**STATED PROBLEM**
Reproduce each line exactly.

**Records from a point labeling set**
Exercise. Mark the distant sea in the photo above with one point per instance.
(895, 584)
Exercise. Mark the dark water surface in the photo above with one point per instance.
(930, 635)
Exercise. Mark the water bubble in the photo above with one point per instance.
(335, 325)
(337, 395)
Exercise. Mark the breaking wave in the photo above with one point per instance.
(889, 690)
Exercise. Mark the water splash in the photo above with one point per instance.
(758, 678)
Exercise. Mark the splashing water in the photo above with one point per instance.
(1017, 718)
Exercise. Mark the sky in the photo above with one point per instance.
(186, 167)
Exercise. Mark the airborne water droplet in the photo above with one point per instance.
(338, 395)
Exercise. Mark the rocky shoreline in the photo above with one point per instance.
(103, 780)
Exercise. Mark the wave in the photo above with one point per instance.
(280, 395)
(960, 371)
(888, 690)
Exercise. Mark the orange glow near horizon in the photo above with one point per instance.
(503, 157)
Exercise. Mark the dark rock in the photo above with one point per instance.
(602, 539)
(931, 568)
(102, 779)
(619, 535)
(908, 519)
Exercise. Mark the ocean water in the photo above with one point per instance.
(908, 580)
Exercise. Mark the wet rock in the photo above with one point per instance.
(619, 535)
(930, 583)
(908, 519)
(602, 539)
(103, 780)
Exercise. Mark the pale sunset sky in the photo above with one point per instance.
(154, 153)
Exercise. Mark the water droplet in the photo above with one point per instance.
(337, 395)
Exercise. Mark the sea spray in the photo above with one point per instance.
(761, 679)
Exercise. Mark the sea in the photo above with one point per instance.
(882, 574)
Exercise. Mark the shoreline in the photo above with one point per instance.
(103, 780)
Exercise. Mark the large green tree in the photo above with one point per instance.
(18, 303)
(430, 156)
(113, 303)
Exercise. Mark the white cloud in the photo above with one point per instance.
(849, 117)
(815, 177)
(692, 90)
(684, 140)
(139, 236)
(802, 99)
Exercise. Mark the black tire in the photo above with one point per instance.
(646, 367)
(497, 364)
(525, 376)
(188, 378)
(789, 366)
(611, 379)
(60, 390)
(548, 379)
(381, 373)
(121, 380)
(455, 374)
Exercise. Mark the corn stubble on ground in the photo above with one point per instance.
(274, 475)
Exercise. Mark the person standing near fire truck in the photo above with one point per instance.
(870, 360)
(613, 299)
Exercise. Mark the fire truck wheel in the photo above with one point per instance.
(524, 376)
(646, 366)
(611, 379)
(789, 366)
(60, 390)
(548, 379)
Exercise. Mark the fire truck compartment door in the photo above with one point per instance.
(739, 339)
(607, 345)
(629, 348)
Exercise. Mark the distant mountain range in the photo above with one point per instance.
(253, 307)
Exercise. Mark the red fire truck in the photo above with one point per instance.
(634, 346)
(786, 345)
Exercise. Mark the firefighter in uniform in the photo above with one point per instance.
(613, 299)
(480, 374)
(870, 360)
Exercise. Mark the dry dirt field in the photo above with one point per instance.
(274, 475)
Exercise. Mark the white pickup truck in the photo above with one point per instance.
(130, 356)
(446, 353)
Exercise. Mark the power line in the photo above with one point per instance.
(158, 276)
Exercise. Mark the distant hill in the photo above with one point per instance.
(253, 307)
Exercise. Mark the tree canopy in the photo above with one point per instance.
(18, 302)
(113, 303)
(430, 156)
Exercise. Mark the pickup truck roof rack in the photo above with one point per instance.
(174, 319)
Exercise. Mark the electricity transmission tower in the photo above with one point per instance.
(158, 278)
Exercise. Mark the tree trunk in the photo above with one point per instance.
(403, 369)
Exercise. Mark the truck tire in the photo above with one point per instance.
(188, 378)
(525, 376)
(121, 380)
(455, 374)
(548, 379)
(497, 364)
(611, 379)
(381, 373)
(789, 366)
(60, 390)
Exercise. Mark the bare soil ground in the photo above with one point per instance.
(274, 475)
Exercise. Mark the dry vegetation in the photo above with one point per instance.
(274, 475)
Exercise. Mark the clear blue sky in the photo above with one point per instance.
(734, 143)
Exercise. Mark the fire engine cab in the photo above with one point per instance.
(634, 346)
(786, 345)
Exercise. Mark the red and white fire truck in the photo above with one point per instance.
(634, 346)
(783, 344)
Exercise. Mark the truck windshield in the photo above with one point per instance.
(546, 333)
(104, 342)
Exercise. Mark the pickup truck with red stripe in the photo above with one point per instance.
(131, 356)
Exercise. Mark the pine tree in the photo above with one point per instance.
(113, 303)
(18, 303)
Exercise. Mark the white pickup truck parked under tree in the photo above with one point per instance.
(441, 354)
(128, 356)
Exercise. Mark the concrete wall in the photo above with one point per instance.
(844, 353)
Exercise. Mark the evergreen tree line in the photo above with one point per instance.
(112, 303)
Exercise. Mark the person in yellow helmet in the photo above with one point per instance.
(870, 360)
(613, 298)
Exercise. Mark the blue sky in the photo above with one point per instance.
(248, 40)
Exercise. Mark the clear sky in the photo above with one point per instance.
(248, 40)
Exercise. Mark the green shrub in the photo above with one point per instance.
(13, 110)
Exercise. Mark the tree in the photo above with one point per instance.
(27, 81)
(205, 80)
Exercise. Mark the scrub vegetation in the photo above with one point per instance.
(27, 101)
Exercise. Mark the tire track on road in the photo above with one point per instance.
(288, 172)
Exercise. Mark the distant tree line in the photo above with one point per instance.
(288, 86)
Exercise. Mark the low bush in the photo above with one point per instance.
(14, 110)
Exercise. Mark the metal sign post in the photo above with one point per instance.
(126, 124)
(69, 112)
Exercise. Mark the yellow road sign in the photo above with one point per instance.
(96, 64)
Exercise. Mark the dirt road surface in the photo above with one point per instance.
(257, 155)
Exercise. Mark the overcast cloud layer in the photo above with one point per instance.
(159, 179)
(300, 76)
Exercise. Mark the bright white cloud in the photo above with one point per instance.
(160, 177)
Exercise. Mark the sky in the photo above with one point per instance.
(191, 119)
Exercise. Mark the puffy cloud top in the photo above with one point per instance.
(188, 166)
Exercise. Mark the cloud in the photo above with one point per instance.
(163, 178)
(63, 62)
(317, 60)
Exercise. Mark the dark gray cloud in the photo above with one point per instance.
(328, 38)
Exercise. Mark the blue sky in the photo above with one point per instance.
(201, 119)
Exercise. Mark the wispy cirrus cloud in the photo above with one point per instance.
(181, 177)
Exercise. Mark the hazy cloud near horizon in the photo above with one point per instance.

**TASK ANSWER**
Exercise. Mark the distant sea in the photo above with one point per instance.
(895, 584)
Exercise. Mark the dark water surface in the photo above with one point per instance.
(930, 635)
Exercise. Mark the water bubble in the photo above with one point per instance.
(335, 325)
(337, 395)
Exercise. Mark the breaking wave in the photo above with one point per instance.
(889, 690)
Exercise. Mark the water splash in the photo above with one point per instance.
(758, 678)
Exercise. Mark the splashing water in the photo above with one point per instance.
(1017, 718)
Exercise. Mark the sky in the photo above with one point per instance.
(186, 167)
Exercise. Mark the airborne water droplet in the photo above with one point per instance.
(338, 395)
Exercise. Mark the rocky shoreline in the photo above with one point per instance.
(103, 780)
Exercise. Mark the wave in the photo above with one point per instance.
(280, 395)
(960, 371)
(888, 690)
Exercise. Mark the orange glow near horizon in the photo above with one point per instance.
(503, 157)
Exercise. Mark the dark rock in the photo above with one point per instance.
(602, 539)
(931, 568)
(102, 779)
(619, 535)
(908, 519)
Exercise. Mark the ocean water in the photo above with one point per instance.
(908, 580)
Exercise. Mark the wet rock in the photo above with one point per instance.
(619, 535)
(930, 583)
(908, 519)
(602, 539)
(103, 780)
Exercise. Mark the pale sunset sky in the photo above with one point per instance.
(154, 153)
Exercise. Mark the water droplet in the photo above with one point per instance.
(337, 395)
Exercise. Mark the sea spray in the photo above with one point per instance.
(761, 679)
Exercise. Mark the sea in the photo above with one point per instance.
(882, 574)
Exercise. Mark the shoreline in the photo above with one point per instance.
(103, 780)
Exercise. Mark the large green tree in the photo above with one point per instance.
(18, 303)
(430, 156)
(113, 303)
Exercise. Mark the white cloud in the photo above with one point per instance.
(849, 117)
(815, 177)
(692, 90)
(684, 140)
(139, 236)
(802, 99)
Exercise. Mark the black tire in the photo above with one point per instance.
(646, 367)
(497, 364)
(525, 376)
(188, 378)
(789, 366)
(611, 379)
(60, 390)
(548, 379)
(381, 373)
(121, 380)
(455, 374)
Exercise. Mark the corn stubble on ground in the photo above with one point per instance.
(274, 475)
Exercise. Mark the person standing near fire truck in the photo above with one point per instance.
(870, 360)
(613, 299)
Exercise. Mark the fire truck wheel in the photo above with one point per instance.
(524, 376)
(646, 366)
(611, 379)
(789, 366)
(60, 390)
(548, 379)
Exercise. Mark the fire truck compartment door in the photo above with one point per instance.
(739, 339)
(607, 345)
(629, 348)
Exercise. Mark the distant mountain range in the photo above with one point per instance.
(253, 307)
Exercise. Mark the red fire truck in the photo above with one point per instance.
(634, 346)
(786, 345)
Exercise. Mark the firefighter in uniform in the photo above with one point per instance.
(613, 299)
(480, 374)
(870, 360)
Exercise. Mark the dry dirt field in the photo above with one point per instance.
(274, 475)
Exercise. Mark the white pickup truck in the photo above with one point per instance.
(130, 356)
(446, 353)
Exercise. Mark the power line in the photo above with one point per instance.
(158, 276)
Exercise. Mark the distant hill in the photo above with one point per instance.
(253, 307)
Exercise. Mark the tree canopy in the photo above with one point per instance.
(18, 302)
(113, 303)
(430, 156)
Exercise. Mark the pickup truck roof rack in the photo above with one point per instance.
(174, 319)
Exercise. Mark the electricity transmission tower in the photo above with one point per instance.
(158, 278)
Exercise. Mark the tree trunk in the photo above with one point per instance.
(403, 369)
Exercise. Mark the truck tire in the photo above with one point per instance.
(188, 378)
(525, 376)
(121, 380)
(455, 374)
(548, 379)
(497, 364)
(611, 379)
(381, 373)
(789, 366)
(60, 390)
Exercise. Mark the bare soil ground in the photo above with one point per instance.
(274, 475)
Exercise. Mark the dry vegetation in the photo above with one point per instance.
(274, 475)
Exercise. Mark the clear blue sky in the photo above with one point per instance.
(734, 143)
Exercise. Mark the fire engine cab in the photo above with one point per instance.
(634, 346)
(786, 345)
Exercise. Mark the red and white fire truck in the photo above with one point per instance.
(634, 346)
(783, 344)
Exercise. Mark the truck windshield in the photo above with one point per instance.
(546, 333)
(104, 342)
Exercise. Mark the pickup truck with red stripe in the photo above with one point per instance.
(131, 356)
Exercise. Mark the pine tree in the photo above with one point per instance.
(113, 303)
(18, 303)
Exercise. Mark the white pickup truck parked under tree in the photo above with one point per instance.
(441, 354)
(128, 356)
Exercise. Mark the concrete wall in the photo above with one point per instance.
(844, 353)
Exercise. Mark the evergreen tree line in the photo above with one point per instance.
(112, 303)
Exercise. Mark the person in yellow helmet in the photo above with one point per instance.
(870, 360)
(613, 298)
Exercise. Mark the blue sky in the photo above with one point per instance.
(248, 40)
Exercise. Mark the clear sky in the photo above with one point per instance.
(248, 40)
Exercise. Mark the green shrub in the photo above with one point per instance.
(13, 110)
Exercise. Mark the tree in the photo above with one point per instance.
(27, 81)
(205, 80)
Exercise. Mark the scrub vegetation in the photo above with one point per instance.
(27, 101)
Exercise. Mark the tire track on road in the photo above with one point per instance.
(288, 172)
Exercise. Mark the distant tree line in the photo above with one point per instance.
(288, 86)
Exercise. Mark the low bush in the photo above with one point per instance.
(14, 110)
Exercise. Mark the metal sign post in the photo above with one point per instance.
(126, 124)
(69, 112)
Exercise. Mark the yellow road sign in the photo above with one point per instance.
(96, 64)
Exercise. Mark the dirt road surface in the photo above with one point per instance.
(257, 155)
Exercise. Mark the overcast cloud layer in the photo above with one point per instance.
(159, 179)
(300, 76)
Exercise. Mark the bright white cloud in the photo above with one point per instance.
(160, 177)
Exercise. Mark the sky in the photo above with one point per instance.
(191, 119)
Exercise. Mark the puffy cloud top in the photo above with one point per instance.
(188, 166)
Exercise. Mark the cloud in the photo above with one point per instance.
(163, 178)
(63, 62)
(317, 60)
Exercise. Mark the dark gray cloud in the photo above with one point per instance.
(328, 38)
Exercise. Mark the blue sky in the photo above with one point per instance.
(201, 119)
Exercise. Mark the wispy cirrus cloud in the photo above with one point per instance.
(181, 177)
Exercise. Mark the hazy cloud near horizon in the photo above with one point per instance.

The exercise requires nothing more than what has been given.